>>>>

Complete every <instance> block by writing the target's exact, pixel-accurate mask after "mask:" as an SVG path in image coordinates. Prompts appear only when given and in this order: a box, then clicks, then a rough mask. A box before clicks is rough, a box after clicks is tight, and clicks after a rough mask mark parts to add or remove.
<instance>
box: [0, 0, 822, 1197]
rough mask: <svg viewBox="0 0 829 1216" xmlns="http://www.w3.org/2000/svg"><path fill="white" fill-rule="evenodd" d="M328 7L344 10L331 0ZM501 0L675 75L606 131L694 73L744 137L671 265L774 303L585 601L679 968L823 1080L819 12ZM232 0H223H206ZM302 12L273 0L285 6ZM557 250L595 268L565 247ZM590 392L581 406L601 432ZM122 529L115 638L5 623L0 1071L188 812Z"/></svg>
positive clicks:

<<<<

YOUR TASK → Print the records again in their entirety, character for character.

ANSWER →
Complete every <instance> block by writing the target's exact, pixel-accurate mask after "mask:" as an SVG path in image coordinates. Prompts appear only when given and in this order: a box, then clicks, then a rough mask. A box before clicks is rough, a box after clicks is tight, and clicks after a rough mask mark parts to add or remove.
<instance>
box: [0, 0, 822, 1197]
rough mask: <svg viewBox="0 0 829 1216" xmlns="http://www.w3.org/2000/svg"><path fill="white" fill-rule="evenodd" d="M328 7L344 10L331 0ZM501 0L675 75L606 131L694 73L744 137L671 265L774 303L585 601L679 968L823 1080L819 12ZM232 0H223H206ZM302 12L273 0L285 6ZM557 250L595 268L565 247ZM590 392L581 406L601 432ZM122 529L115 638L5 623L0 1071L188 812Z"/></svg>
positive clicks:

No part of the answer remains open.